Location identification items
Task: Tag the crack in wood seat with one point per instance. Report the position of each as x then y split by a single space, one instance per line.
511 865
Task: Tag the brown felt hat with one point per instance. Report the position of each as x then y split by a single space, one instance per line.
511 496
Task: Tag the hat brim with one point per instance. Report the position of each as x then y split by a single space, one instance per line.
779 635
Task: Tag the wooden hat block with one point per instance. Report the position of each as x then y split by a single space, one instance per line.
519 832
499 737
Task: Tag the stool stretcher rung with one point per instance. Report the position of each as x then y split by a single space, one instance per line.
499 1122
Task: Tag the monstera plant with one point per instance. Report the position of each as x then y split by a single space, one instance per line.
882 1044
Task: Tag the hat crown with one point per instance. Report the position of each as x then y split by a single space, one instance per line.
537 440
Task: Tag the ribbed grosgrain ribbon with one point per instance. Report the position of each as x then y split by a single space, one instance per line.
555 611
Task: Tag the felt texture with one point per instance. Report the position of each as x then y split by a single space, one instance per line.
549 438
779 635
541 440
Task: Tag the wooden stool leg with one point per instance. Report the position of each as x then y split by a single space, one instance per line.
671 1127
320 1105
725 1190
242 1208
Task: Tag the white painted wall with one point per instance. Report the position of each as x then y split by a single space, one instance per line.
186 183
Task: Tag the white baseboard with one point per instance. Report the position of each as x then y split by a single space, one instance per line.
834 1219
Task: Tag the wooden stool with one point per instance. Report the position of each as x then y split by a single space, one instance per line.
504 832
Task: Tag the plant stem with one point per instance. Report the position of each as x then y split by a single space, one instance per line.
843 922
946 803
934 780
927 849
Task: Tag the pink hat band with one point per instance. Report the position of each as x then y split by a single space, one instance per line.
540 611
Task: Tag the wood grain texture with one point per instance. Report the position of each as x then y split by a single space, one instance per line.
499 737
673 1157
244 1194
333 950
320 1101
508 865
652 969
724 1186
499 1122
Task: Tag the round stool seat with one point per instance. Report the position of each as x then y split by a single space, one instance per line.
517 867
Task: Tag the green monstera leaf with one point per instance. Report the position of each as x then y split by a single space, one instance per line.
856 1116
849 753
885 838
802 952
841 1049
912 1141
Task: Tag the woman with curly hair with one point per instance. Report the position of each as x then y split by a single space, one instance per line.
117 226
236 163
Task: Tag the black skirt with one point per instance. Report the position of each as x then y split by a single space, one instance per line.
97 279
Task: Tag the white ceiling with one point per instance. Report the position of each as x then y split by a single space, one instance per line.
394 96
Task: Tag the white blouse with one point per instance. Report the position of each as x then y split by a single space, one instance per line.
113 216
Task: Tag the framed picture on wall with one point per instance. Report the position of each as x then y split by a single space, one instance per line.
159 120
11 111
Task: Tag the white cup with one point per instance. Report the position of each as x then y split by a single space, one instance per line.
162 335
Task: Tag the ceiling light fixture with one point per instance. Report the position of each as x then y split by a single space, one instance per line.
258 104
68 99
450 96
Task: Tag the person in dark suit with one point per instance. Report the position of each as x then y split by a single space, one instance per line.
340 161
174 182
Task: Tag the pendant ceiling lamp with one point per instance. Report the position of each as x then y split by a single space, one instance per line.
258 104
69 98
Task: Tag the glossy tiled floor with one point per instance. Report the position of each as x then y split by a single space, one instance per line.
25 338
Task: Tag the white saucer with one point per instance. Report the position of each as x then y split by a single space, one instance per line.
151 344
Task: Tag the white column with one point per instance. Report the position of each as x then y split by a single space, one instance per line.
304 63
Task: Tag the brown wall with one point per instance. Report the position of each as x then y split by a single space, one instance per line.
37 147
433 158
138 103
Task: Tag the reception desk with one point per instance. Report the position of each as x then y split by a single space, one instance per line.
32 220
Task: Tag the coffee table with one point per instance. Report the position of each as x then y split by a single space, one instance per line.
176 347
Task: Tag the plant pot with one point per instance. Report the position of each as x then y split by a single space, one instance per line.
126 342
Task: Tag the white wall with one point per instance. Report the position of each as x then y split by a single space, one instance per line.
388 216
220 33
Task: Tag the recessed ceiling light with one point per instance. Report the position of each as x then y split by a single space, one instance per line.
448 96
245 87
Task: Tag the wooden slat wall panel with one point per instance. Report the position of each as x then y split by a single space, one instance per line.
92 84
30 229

--

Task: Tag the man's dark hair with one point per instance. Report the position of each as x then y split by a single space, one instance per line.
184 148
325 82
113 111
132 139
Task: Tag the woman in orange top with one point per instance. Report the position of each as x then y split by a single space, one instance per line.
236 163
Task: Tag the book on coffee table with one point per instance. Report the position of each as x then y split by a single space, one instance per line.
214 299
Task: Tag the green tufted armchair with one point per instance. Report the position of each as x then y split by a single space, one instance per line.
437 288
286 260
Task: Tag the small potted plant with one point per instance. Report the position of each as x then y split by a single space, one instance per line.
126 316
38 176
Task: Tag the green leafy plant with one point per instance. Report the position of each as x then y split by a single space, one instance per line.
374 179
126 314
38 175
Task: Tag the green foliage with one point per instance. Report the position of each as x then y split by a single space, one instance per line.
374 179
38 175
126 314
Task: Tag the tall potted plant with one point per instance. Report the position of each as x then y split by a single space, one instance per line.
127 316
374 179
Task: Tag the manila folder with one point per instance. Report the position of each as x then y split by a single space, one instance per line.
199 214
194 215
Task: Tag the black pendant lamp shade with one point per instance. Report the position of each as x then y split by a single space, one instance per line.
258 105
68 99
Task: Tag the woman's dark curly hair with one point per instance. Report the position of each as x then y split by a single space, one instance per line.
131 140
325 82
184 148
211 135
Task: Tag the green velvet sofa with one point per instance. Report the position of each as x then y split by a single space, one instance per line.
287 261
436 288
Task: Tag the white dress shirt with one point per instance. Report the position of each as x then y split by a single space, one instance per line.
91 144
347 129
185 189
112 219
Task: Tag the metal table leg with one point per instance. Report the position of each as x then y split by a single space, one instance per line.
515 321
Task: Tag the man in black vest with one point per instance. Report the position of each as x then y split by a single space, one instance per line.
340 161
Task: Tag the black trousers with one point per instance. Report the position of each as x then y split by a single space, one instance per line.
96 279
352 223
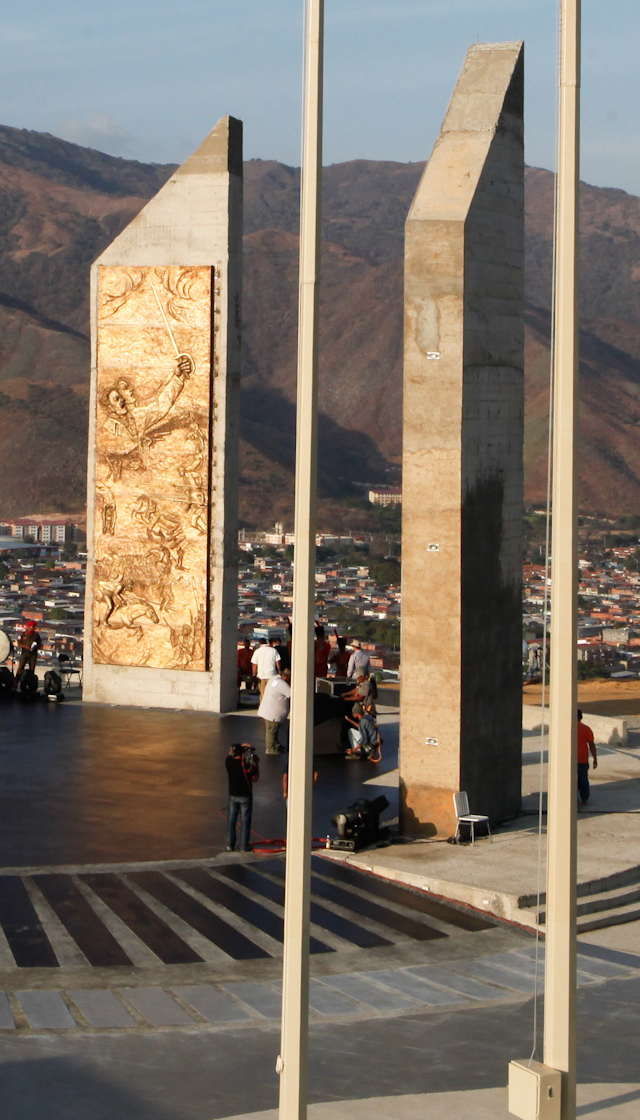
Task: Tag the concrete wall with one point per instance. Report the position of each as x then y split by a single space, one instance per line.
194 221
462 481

> PROBLEM
Return every line of the items above that contains the word "stool", matching case exactly.

> RESPONSE BELOW
Task: Tag the stool stretcher rung with one point per instance. Report the position of each as x then y split by a single space, one instance per line.
Task: Tag the wooden stool leg with one point per instance. Report the position of each as x then y split by a single space, one instance per line.
Task: Tag the wooden stool with one point per instance. Report the position of each as x then y split by a single space, one instance per line.
Task: Tag the round stool seat with one point per instance. Report the position of each as x then y split by a single space, one instance per line.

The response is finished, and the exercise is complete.